--- Begin ---

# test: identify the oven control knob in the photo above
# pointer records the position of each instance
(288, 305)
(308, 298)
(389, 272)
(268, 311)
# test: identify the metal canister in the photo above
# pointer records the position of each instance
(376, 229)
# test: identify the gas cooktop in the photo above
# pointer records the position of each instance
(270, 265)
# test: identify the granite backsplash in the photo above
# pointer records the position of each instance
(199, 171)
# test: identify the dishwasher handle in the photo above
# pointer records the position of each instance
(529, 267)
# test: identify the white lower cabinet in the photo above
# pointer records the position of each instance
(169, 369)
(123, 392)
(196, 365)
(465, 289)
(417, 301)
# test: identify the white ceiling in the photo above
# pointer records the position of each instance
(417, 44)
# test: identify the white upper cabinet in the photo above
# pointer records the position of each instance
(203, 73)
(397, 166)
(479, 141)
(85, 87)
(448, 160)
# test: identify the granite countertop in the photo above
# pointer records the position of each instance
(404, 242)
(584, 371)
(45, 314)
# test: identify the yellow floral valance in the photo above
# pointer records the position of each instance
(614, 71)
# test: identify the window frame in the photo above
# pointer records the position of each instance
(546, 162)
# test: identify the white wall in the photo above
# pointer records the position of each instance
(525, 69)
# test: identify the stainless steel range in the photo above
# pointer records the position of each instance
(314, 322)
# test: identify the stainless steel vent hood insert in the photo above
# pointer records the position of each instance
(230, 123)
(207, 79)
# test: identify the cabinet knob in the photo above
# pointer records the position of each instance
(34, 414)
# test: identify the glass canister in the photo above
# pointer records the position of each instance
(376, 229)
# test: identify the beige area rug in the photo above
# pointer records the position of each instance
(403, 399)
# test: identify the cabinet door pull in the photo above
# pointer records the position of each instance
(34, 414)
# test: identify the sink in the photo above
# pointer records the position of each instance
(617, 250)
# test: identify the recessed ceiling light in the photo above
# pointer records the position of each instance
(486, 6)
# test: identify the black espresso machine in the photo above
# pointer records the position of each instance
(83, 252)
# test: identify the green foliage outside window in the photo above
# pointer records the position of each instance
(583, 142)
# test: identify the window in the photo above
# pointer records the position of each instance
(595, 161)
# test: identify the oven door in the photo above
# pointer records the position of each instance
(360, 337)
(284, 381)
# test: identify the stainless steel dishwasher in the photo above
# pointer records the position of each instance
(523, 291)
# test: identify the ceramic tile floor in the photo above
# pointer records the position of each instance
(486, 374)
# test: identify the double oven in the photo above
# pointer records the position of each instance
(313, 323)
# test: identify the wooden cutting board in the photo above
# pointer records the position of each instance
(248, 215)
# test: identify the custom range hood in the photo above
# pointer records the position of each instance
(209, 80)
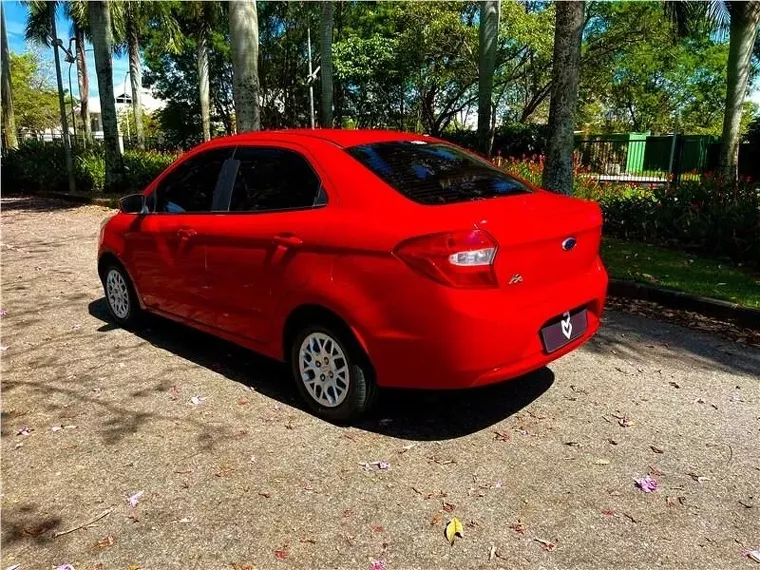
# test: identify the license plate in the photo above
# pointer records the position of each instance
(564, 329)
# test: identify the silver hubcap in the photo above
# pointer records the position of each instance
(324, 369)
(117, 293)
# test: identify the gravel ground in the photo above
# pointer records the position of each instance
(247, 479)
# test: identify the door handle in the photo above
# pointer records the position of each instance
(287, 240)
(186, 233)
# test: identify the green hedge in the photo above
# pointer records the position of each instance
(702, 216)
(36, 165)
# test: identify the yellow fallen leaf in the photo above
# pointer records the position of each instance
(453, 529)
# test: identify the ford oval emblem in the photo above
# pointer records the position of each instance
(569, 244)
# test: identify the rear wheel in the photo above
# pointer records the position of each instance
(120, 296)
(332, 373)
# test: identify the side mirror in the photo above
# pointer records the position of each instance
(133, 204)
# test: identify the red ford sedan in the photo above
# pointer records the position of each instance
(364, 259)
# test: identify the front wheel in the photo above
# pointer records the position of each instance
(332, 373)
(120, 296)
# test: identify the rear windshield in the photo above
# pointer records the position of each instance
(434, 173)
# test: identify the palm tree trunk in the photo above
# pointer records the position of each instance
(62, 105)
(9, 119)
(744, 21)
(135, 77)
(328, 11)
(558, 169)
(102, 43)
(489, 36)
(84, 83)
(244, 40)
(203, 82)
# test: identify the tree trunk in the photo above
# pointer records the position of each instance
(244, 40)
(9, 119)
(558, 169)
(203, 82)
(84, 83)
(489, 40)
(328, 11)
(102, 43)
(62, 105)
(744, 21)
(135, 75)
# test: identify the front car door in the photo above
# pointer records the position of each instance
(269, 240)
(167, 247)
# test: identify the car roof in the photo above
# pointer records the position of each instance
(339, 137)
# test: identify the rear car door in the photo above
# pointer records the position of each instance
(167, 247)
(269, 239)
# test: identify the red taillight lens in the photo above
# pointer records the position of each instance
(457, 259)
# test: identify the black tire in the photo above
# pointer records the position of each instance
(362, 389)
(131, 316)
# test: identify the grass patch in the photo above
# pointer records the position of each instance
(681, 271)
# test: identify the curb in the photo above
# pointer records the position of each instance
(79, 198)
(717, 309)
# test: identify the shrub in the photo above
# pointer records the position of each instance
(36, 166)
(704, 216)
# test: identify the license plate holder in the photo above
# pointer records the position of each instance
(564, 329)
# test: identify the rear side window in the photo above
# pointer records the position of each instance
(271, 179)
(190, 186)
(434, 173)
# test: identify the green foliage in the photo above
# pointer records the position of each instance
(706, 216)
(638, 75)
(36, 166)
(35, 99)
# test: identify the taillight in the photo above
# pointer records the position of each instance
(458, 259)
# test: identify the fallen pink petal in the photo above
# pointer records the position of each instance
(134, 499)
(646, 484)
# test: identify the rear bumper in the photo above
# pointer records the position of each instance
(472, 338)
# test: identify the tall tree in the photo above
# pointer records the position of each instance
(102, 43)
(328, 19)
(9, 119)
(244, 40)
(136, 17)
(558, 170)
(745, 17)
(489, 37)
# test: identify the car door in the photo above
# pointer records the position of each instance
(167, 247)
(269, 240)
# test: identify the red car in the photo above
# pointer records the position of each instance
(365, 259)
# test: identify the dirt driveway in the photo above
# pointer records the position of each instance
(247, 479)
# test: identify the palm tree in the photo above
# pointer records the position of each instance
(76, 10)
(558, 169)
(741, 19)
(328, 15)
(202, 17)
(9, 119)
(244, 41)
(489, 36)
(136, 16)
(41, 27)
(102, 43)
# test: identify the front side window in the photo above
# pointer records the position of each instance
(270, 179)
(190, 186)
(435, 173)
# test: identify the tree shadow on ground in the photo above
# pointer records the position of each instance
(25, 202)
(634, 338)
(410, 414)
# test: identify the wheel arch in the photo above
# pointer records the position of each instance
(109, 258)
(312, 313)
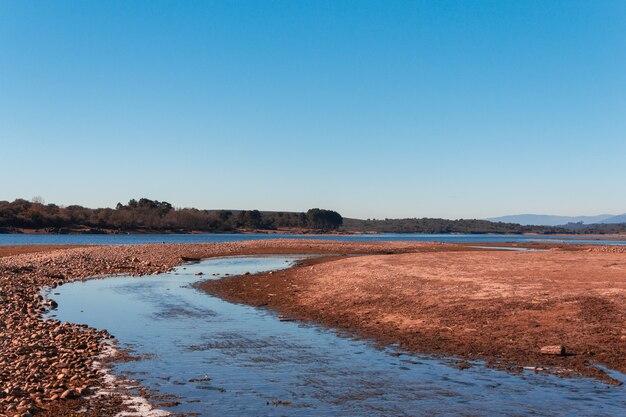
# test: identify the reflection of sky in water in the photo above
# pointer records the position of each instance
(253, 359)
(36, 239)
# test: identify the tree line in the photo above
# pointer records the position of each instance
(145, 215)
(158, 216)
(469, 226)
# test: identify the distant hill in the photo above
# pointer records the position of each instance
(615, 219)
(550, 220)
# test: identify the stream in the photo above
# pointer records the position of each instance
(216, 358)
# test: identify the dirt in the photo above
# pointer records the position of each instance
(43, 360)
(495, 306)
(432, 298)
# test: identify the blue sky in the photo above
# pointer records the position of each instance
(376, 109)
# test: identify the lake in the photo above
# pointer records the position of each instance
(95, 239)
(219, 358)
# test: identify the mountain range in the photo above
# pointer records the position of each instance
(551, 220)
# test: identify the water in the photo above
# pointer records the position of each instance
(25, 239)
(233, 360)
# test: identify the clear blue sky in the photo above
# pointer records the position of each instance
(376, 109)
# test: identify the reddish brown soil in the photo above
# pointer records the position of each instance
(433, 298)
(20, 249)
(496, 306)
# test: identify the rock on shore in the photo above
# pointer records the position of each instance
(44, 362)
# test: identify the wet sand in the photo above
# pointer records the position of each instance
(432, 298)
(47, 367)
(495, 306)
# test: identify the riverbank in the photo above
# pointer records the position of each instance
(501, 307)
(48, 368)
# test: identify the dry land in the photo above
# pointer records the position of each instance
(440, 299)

--- End ---
--- Begin ---

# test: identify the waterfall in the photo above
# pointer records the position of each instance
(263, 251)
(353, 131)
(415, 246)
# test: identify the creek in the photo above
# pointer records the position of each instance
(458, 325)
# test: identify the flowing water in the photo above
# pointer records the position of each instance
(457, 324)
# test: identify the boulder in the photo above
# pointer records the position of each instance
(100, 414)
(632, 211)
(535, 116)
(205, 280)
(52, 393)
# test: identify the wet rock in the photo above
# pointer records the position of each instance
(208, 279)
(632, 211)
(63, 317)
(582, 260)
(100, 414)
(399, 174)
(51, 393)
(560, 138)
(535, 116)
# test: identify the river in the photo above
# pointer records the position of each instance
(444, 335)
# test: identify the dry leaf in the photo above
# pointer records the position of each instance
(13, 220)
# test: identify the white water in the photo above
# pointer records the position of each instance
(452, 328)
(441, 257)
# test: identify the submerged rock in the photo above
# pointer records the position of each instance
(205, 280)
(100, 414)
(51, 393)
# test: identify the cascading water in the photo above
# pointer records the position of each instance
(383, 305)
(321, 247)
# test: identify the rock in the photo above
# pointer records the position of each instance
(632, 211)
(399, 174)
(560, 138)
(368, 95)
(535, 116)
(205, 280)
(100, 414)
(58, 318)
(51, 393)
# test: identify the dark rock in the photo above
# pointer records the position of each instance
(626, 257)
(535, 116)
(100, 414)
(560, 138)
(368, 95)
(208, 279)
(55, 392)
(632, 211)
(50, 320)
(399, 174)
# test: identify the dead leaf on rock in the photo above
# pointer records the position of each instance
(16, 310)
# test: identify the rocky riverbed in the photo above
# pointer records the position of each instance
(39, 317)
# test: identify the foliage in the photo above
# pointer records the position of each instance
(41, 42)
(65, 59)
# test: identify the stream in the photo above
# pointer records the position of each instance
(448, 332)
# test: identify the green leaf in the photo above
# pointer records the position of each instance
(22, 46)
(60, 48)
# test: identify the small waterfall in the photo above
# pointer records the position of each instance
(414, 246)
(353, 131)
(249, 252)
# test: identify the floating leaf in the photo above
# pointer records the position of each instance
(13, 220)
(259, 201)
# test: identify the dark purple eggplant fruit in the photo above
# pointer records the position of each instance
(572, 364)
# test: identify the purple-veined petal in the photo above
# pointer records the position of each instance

--- End ---

▶ INSTRUCTIONS FOR THE TASK
Show each line in the material above that contains the word "hood". Treat uppercase and lowercase as different.

▶ PROBLEM SOLUTION
# test: identify the stainless steel vent hood insert in the photo above
# test: identify the custom range hood in the photo above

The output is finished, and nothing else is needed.